In Suri’s world, every celebrity child was disappointing: They weren’t dressing nicely enough, their names were stupid, or they were taking the wrong kind of paparazzi photos. The tone was in line with other popular celebrity blogs of the day like Perez Hilton and Lainey Gossip — snarky, image-obsessed, and at times, very funny. Much like those gossip juggernauts, Hagan’s quippy posts also quickly went viral, with Time naming her blog its “Tumblr of the Week,” and Perseus Books Group offering her a book deal. Of course, there are posts and entries in the book that don’t hold up. In the 2012 book of the same name — for which, upon publication, Hagan came forward as the author — Hagan-as-Suri details which celebrity families she thinks are “old money” and “new money,” which is a class conversation you probably wouldn’t have with as much glee in 2022.

-----

Answer from the passage on the Suri blog:
1. Which two celebrity blogs of the day are named as sharing its tone?
2. What did Time name the blog?
3. In what year did the book of the same name come out?

• **DATASET EXTRACT**:
-----

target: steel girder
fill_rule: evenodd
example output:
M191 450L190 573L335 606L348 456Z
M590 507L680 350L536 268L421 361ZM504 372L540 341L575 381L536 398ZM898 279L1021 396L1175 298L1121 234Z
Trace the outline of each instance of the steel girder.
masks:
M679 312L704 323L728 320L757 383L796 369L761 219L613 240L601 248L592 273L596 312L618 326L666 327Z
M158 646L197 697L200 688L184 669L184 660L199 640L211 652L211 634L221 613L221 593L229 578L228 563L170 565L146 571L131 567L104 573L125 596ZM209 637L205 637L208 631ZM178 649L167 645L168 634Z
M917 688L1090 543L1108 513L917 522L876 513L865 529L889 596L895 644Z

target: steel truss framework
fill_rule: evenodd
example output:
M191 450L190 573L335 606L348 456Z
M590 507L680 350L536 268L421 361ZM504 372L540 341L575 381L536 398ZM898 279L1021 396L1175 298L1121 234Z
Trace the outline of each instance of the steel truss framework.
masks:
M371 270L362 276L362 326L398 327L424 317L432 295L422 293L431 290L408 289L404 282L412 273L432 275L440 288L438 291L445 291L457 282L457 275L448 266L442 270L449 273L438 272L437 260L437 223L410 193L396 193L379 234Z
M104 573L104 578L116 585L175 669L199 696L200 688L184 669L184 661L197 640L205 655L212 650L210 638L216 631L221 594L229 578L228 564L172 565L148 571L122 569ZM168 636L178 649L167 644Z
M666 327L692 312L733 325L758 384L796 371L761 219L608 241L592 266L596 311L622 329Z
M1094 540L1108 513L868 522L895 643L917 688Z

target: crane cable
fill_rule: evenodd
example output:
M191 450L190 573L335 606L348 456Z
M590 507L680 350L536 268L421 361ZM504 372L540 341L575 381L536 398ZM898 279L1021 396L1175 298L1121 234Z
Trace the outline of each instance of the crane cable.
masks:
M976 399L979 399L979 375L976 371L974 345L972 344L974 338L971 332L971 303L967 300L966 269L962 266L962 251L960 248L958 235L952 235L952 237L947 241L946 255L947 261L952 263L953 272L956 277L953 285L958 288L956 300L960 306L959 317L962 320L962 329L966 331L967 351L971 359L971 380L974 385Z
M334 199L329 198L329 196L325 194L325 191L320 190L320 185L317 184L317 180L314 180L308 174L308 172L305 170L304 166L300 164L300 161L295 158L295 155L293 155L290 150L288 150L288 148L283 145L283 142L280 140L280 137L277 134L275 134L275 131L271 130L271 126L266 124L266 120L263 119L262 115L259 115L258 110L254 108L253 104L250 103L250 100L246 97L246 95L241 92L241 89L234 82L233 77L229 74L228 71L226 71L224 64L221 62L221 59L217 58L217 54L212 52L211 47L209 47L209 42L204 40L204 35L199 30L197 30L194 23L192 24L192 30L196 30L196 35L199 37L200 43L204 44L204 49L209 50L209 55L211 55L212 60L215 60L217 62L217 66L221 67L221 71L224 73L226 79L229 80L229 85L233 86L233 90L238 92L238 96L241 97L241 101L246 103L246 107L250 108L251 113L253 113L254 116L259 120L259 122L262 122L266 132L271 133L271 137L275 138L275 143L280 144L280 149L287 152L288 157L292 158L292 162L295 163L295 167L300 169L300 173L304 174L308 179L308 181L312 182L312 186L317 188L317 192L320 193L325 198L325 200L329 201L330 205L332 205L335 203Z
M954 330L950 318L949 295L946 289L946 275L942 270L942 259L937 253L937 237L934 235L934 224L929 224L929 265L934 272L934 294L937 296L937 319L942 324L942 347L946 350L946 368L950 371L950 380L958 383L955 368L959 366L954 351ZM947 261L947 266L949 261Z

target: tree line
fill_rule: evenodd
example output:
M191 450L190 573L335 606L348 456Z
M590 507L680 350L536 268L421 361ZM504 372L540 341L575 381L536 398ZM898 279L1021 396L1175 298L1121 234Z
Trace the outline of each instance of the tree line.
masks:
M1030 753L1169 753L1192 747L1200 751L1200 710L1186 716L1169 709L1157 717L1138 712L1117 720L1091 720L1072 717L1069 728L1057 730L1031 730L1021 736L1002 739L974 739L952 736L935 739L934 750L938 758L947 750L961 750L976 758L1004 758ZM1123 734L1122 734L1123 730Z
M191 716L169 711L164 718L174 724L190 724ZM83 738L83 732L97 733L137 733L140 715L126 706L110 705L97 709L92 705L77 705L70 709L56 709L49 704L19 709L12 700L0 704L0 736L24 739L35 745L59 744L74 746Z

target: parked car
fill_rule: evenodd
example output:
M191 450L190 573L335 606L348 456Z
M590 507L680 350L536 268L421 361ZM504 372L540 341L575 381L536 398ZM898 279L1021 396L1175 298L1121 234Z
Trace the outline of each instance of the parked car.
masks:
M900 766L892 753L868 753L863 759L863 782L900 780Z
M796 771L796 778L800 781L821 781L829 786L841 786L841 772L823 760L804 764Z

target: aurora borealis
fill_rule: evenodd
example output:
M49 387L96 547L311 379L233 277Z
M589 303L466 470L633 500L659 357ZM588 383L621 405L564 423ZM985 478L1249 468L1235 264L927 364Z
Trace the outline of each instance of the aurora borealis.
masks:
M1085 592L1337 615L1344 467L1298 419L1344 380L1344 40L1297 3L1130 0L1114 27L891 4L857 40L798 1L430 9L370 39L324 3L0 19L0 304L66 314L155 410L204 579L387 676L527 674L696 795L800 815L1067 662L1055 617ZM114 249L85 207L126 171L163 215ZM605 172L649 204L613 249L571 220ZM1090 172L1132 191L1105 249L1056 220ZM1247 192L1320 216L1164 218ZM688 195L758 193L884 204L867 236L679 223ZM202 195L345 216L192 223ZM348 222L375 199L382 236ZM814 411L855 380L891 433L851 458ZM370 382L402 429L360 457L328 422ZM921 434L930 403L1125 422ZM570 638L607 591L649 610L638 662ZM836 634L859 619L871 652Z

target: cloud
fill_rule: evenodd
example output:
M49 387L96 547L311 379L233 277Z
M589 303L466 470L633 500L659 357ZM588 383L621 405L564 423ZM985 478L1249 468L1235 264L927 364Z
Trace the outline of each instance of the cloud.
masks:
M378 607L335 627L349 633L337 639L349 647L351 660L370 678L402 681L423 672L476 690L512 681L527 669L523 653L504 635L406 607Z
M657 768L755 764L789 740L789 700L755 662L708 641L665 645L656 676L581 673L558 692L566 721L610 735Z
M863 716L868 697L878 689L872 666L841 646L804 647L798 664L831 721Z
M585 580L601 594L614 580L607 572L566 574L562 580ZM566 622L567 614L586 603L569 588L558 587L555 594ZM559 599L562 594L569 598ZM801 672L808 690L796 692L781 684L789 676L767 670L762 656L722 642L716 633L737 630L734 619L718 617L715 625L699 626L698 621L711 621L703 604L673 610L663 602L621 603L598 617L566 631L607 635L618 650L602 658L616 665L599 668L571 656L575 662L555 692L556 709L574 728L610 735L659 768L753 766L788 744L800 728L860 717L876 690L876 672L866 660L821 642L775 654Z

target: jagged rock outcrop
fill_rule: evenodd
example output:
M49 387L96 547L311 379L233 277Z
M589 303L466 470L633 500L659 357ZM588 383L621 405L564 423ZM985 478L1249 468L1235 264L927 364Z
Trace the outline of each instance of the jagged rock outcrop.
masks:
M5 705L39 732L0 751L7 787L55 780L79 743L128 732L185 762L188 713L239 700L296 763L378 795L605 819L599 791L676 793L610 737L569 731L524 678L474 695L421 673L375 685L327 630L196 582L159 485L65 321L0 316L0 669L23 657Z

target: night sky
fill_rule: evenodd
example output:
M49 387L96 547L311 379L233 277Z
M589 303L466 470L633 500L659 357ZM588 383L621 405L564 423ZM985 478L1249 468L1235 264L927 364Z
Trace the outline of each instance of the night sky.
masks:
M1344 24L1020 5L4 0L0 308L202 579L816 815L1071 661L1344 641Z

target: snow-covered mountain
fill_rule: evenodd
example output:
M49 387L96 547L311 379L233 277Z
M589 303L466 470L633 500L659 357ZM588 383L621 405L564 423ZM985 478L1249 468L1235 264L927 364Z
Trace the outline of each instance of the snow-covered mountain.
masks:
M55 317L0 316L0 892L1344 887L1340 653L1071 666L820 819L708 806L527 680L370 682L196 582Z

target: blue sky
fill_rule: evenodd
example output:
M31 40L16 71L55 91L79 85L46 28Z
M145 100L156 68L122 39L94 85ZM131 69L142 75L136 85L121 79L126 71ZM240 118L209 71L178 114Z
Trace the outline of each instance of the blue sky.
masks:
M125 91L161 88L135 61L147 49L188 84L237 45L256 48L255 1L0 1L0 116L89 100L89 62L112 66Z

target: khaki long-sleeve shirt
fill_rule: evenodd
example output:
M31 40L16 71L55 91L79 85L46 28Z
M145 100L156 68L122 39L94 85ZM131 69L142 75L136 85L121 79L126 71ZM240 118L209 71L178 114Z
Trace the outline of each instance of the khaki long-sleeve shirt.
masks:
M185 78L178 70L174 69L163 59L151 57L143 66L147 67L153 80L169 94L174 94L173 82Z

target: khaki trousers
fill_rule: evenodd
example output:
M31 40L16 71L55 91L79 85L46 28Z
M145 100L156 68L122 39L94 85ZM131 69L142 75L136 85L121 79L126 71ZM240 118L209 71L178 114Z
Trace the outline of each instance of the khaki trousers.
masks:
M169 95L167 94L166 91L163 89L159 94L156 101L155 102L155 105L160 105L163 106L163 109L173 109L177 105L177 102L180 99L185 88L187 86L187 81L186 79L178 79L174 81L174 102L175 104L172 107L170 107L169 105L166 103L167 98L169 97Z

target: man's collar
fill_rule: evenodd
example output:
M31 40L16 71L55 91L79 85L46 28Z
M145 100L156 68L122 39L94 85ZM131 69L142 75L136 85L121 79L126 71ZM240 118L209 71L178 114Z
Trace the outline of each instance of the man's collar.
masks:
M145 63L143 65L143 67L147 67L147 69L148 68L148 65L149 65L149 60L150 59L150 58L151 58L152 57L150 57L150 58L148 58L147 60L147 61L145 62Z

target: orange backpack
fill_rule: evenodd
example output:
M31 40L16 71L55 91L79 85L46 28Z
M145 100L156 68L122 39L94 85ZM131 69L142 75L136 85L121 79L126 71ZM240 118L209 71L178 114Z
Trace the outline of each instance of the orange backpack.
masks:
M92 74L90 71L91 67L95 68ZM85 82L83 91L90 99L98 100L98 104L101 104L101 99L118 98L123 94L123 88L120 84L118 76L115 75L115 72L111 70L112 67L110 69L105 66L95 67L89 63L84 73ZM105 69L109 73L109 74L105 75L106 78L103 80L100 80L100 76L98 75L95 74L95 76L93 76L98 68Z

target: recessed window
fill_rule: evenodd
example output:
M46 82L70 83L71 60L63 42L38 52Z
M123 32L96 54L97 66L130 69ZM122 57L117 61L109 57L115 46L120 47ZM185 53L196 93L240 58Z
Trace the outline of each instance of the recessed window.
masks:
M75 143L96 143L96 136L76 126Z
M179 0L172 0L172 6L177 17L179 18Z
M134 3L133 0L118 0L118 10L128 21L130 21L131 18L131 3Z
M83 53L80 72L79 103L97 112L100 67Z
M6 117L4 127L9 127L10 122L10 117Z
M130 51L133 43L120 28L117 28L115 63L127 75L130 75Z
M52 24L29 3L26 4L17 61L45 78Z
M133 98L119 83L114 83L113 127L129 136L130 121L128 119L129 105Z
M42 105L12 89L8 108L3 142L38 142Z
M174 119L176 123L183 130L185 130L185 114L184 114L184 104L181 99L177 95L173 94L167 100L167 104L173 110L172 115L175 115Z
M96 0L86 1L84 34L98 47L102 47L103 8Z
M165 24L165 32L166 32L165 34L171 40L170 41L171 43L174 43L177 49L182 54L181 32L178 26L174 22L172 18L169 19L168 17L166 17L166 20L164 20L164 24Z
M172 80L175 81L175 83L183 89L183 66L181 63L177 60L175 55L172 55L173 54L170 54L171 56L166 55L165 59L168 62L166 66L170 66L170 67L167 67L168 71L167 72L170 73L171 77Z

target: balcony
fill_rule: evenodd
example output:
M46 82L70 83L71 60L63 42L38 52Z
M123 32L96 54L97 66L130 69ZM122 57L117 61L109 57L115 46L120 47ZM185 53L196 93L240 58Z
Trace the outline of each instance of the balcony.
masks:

-----

• **SOLUTION TO THIS PROBLEM**:
1. Perez Hilton and Lainey Gossip
2. "Tumblr of the Week"
3. 2012